▶ What this task involves
The line containing "Where can you find the orange" marks the end: output every line of the data up to it, and that line too, exactly as written.

(Beginning of Source records)

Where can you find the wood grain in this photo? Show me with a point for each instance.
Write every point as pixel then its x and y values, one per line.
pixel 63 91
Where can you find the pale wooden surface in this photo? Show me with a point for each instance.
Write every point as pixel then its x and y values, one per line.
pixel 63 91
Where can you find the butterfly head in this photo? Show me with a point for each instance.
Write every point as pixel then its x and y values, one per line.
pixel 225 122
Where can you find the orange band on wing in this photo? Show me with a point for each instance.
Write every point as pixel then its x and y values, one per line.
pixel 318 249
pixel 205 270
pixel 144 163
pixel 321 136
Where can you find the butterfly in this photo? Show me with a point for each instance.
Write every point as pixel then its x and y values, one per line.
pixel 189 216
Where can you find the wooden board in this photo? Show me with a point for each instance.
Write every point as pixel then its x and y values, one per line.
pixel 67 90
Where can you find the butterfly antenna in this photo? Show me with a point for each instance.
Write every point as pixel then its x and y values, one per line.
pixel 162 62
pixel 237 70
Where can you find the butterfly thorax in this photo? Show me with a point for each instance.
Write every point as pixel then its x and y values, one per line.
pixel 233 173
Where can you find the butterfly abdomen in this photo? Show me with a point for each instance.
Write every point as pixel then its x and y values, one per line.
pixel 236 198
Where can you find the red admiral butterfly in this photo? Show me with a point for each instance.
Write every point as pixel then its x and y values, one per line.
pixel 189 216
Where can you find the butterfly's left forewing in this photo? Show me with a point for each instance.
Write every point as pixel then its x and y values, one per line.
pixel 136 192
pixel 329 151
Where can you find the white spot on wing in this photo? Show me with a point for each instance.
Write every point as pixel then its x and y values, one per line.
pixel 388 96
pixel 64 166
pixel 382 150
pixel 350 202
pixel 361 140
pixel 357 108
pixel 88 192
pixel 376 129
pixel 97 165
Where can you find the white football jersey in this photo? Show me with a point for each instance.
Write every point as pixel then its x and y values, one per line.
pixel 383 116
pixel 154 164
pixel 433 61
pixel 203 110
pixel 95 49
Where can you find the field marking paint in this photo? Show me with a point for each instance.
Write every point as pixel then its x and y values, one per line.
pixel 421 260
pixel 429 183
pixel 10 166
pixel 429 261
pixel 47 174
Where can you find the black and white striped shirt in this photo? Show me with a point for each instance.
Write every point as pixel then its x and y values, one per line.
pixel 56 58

(End of Source records)

▶ Solution to this problem
Where can you find the wood grain in this photo? Show me with a point for each instance.
Write every point as pixel then its x and y values, one per line.
pixel 63 91
Where can you find the pale wooden surface in this photo? Show me with a point for each instance.
Write every point as pixel then its x and y values, one per line.
pixel 63 91
Where can you find the butterfly head in this photo? Show me with a point for each instance.
Write every point as pixel then its x and y values, one per line.
pixel 225 122
Where can you find the orange band on wing in this photo? Show me with a point for each instance.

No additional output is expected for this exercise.